§ **Action item**
The reply should hold only the lines below beginning at the one with "Target: celebrating player group" and ending at the one with "Target: white fur trim on hat", copied exactly, with every picture left out.

§ **Collected data**
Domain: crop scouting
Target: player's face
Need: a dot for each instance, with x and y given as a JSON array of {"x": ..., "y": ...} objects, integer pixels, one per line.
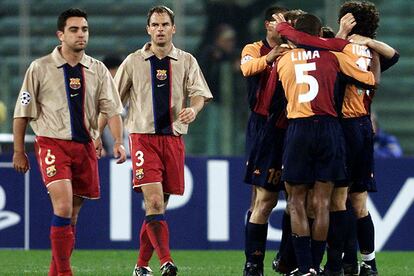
[
  {"x": 160, "y": 29},
  {"x": 75, "y": 35}
]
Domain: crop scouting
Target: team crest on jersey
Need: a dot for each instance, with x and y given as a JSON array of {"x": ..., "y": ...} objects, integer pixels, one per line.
[
  {"x": 162, "y": 74},
  {"x": 74, "y": 83},
  {"x": 25, "y": 98},
  {"x": 50, "y": 158},
  {"x": 51, "y": 171},
  {"x": 139, "y": 174}
]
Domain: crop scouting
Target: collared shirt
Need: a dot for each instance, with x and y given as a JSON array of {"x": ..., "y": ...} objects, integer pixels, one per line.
[
  {"x": 47, "y": 92},
  {"x": 156, "y": 90}
]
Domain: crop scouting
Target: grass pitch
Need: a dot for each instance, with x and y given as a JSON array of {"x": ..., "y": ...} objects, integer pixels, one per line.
[{"x": 189, "y": 262}]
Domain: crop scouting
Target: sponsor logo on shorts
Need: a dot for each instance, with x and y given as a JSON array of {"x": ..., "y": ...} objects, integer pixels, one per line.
[
  {"x": 162, "y": 74},
  {"x": 74, "y": 83},
  {"x": 51, "y": 171},
  {"x": 139, "y": 174}
]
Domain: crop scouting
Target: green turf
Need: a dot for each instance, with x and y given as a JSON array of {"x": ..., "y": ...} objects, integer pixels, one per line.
[{"x": 197, "y": 263}]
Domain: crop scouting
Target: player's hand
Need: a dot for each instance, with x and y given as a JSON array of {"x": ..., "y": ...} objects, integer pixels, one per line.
[
  {"x": 346, "y": 24},
  {"x": 119, "y": 153},
  {"x": 359, "y": 39},
  {"x": 21, "y": 162},
  {"x": 98, "y": 147},
  {"x": 187, "y": 115},
  {"x": 276, "y": 52}
]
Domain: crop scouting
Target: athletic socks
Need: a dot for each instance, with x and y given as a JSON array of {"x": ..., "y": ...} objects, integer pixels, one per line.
[
  {"x": 318, "y": 249},
  {"x": 303, "y": 252},
  {"x": 145, "y": 247},
  {"x": 366, "y": 240},
  {"x": 62, "y": 241},
  {"x": 336, "y": 239},
  {"x": 158, "y": 234},
  {"x": 256, "y": 243}
]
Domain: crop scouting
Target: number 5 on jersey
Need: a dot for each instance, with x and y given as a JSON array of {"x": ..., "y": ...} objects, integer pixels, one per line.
[{"x": 300, "y": 69}]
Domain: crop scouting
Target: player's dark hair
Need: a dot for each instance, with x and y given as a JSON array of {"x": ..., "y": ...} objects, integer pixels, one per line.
[
  {"x": 72, "y": 12},
  {"x": 272, "y": 10},
  {"x": 160, "y": 9},
  {"x": 327, "y": 32},
  {"x": 292, "y": 15},
  {"x": 309, "y": 23},
  {"x": 366, "y": 16}
]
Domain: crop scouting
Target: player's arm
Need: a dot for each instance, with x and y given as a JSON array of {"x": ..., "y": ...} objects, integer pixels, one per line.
[
  {"x": 358, "y": 76},
  {"x": 346, "y": 24},
  {"x": 304, "y": 39},
  {"x": 388, "y": 55},
  {"x": 20, "y": 160}
]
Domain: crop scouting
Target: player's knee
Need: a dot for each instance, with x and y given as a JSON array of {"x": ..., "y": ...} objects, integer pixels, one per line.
[{"x": 63, "y": 209}]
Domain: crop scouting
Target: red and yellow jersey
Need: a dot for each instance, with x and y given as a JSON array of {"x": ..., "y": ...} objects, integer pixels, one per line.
[
  {"x": 309, "y": 77},
  {"x": 357, "y": 100},
  {"x": 256, "y": 71}
]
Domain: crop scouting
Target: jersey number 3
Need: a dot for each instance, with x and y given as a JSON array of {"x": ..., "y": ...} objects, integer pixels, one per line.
[{"x": 300, "y": 70}]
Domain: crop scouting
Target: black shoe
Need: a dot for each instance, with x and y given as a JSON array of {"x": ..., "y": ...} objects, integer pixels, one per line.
[
  {"x": 366, "y": 270},
  {"x": 351, "y": 269},
  {"x": 142, "y": 271},
  {"x": 168, "y": 269},
  {"x": 328, "y": 272},
  {"x": 251, "y": 269},
  {"x": 296, "y": 272},
  {"x": 279, "y": 266}
]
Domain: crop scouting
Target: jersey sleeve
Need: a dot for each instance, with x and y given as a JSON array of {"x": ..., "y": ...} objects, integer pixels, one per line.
[
  {"x": 351, "y": 70},
  {"x": 109, "y": 100},
  {"x": 304, "y": 39},
  {"x": 26, "y": 104},
  {"x": 123, "y": 81},
  {"x": 387, "y": 63},
  {"x": 196, "y": 83},
  {"x": 251, "y": 62}
]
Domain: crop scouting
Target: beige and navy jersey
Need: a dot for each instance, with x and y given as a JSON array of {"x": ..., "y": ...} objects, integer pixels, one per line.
[
  {"x": 62, "y": 101},
  {"x": 310, "y": 76},
  {"x": 156, "y": 90}
]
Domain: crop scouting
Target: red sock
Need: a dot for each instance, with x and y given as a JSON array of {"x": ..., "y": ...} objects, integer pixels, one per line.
[
  {"x": 160, "y": 239},
  {"x": 145, "y": 247},
  {"x": 61, "y": 238}
]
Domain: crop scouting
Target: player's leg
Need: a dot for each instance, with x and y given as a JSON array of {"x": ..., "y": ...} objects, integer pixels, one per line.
[
  {"x": 365, "y": 232},
  {"x": 300, "y": 227},
  {"x": 61, "y": 235},
  {"x": 322, "y": 192},
  {"x": 337, "y": 230}
]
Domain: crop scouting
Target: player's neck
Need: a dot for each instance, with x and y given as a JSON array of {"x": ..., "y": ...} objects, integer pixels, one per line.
[
  {"x": 161, "y": 51},
  {"x": 72, "y": 57}
]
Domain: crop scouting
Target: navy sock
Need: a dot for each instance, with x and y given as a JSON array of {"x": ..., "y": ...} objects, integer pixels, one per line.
[
  {"x": 303, "y": 252},
  {"x": 256, "y": 243},
  {"x": 366, "y": 240},
  {"x": 318, "y": 249},
  {"x": 351, "y": 244},
  {"x": 60, "y": 221},
  {"x": 336, "y": 239}
]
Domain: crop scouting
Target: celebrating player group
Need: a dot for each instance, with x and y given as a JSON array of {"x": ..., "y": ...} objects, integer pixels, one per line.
[{"x": 310, "y": 134}]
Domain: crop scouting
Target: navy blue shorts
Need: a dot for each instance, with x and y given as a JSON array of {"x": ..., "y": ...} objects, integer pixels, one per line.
[
  {"x": 314, "y": 151},
  {"x": 359, "y": 138},
  {"x": 264, "y": 166},
  {"x": 254, "y": 124}
]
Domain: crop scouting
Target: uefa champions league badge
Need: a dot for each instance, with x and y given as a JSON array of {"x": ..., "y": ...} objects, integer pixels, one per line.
[
  {"x": 162, "y": 74},
  {"x": 25, "y": 98}
]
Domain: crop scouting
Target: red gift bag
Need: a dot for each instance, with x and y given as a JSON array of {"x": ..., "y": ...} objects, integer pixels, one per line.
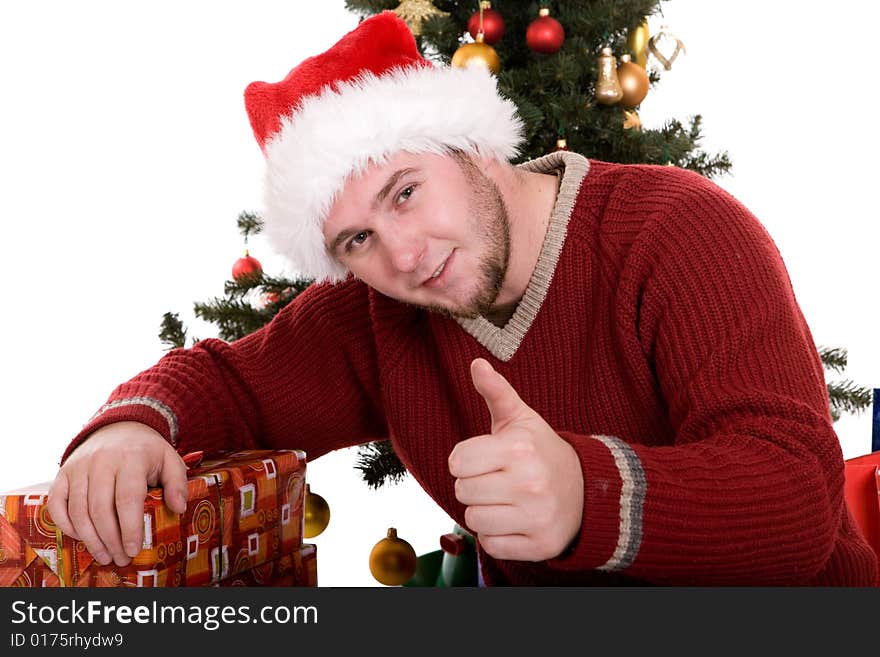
[{"x": 862, "y": 492}]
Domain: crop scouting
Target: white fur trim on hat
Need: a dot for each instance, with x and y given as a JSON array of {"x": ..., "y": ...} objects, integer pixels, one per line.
[{"x": 340, "y": 132}]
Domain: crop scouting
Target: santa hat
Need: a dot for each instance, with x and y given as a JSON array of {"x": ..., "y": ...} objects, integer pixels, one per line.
[{"x": 368, "y": 97}]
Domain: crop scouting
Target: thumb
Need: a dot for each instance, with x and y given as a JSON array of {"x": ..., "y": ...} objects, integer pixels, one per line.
[
  {"x": 503, "y": 401},
  {"x": 173, "y": 479}
]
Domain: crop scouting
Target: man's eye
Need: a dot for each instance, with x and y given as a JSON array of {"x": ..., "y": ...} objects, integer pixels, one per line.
[
  {"x": 406, "y": 193},
  {"x": 357, "y": 240}
]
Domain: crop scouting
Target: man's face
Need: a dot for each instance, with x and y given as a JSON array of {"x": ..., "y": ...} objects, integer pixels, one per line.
[{"x": 429, "y": 230}]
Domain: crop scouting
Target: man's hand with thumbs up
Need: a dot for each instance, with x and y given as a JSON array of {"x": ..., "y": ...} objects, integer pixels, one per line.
[{"x": 522, "y": 484}]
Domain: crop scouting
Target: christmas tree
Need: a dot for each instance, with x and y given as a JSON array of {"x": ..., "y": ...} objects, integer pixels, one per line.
[{"x": 577, "y": 72}]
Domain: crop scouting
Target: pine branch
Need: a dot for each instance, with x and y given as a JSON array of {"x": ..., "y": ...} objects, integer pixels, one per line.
[
  {"x": 847, "y": 397},
  {"x": 172, "y": 332},
  {"x": 378, "y": 462},
  {"x": 234, "y": 317},
  {"x": 248, "y": 224},
  {"x": 833, "y": 358}
]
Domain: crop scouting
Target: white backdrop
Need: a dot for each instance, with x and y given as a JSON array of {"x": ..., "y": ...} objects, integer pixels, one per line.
[{"x": 126, "y": 156}]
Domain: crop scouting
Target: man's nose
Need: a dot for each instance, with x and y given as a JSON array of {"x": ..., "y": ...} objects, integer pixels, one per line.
[{"x": 406, "y": 250}]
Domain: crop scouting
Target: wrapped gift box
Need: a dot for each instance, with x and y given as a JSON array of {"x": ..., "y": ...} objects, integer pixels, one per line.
[
  {"x": 300, "y": 568},
  {"x": 862, "y": 494},
  {"x": 244, "y": 509}
]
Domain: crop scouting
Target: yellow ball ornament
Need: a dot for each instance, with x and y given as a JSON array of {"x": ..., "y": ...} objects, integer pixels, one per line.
[
  {"x": 392, "y": 560},
  {"x": 479, "y": 51},
  {"x": 316, "y": 515},
  {"x": 633, "y": 81}
]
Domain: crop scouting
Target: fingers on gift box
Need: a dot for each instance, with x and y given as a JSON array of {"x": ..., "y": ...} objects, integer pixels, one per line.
[{"x": 243, "y": 525}]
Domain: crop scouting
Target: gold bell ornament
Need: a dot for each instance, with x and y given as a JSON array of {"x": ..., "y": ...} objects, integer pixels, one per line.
[
  {"x": 415, "y": 12},
  {"x": 637, "y": 44},
  {"x": 393, "y": 560},
  {"x": 479, "y": 51},
  {"x": 665, "y": 47},
  {"x": 608, "y": 90},
  {"x": 316, "y": 515}
]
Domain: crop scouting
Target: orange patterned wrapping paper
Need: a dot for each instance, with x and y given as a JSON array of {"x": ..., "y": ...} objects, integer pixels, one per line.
[
  {"x": 244, "y": 509},
  {"x": 299, "y": 568}
]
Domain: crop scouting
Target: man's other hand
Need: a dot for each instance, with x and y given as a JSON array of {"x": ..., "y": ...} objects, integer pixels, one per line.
[{"x": 98, "y": 494}]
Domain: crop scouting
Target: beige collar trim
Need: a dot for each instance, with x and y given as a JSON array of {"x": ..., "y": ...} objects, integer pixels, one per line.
[{"x": 503, "y": 342}]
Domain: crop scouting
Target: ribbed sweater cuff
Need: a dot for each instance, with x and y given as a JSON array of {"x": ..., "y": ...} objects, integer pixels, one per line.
[
  {"x": 134, "y": 412},
  {"x": 613, "y": 496}
]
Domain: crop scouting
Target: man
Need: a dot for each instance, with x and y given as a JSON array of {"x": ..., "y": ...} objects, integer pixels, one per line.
[{"x": 600, "y": 370}]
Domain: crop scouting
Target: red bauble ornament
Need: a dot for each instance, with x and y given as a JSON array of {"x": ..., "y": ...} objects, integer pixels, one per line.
[
  {"x": 493, "y": 25},
  {"x": 246, "y": 267},
  {"x": 545, "y": 34}
]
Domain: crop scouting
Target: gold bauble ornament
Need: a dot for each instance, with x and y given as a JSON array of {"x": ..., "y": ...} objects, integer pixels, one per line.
[
  {"x": 414, "y": 13},
  {"x": 633, "y": 81},
  {"x": 637, "y": 44},
  {"x": 392, "y": 560},
  {"x": 316, "y": 514},
  {"x": 478, "y": 51},
  {"x": 631, "y": 120},
  {"x": 608, "y": 91}
]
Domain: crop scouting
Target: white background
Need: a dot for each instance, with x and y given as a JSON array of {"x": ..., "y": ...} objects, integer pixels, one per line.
[{"x": 126, "y": 156}]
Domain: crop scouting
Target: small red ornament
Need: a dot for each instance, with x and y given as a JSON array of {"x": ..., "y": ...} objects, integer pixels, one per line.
[
  {"x": 246, "y": 267},
  {"x": 545, "y": 34},
  {"x": 493, "y": 24}
]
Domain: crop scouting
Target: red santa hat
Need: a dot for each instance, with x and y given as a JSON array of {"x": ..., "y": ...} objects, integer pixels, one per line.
[{"x": 368, "y": 97}]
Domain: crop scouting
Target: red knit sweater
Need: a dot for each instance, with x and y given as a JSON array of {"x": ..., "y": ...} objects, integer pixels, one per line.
[{"x": 669, "y": 350}]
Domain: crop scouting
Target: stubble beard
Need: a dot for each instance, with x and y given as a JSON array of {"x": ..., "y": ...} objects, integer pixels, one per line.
[{"x": 488, "y": 213}]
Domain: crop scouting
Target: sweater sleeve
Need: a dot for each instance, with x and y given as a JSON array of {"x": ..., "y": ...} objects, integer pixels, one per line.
[
  {"x": 751, "y": 488},
  {"x": 305, "y": 381}
]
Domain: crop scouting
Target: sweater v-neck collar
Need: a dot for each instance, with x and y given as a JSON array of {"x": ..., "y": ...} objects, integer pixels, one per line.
[{"x": 502, "y": 342}]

§ **Answer to the exercise**
Target: celebrating player group
Need: a dot for each instance, with x and y given as a JSON array of {"x": ..., "y": ...} objects, integer pixels, one per line.
[{"x": 310, "y": 134}]
Domain: crop scouting
Target: navy blue shorts
Need: a dot for each instance, with x and y given as a JSON array of {"x": ..., "y": ...} objects, integer pixels, one per line.
[
  {"x": 314, "y": 151},
  {"x": 359, "y": 138},
  {"x": 264, "y": 166},
  {"x": 254, "y": 124}
]
Domain: crop scouting
Target: uefa champions league badge
Need: a dot for each instance, with x and y given as a JSON array of {"x": ..., "y": ...} objects, integer pixels, one per line.
[
  {"x": 162, "y": 74},
  {"x": 25, "y": 98}
]
Domain: crop scouting
Target: red gift bag
Need: a dot for each instance, with x and y given as a JSON array of {"x": ..., "y": ...} objects, integer pixels, one per line.
[{"x": 862, "y": 492}]
Domain: crop scouting
Target: white fur trim on hat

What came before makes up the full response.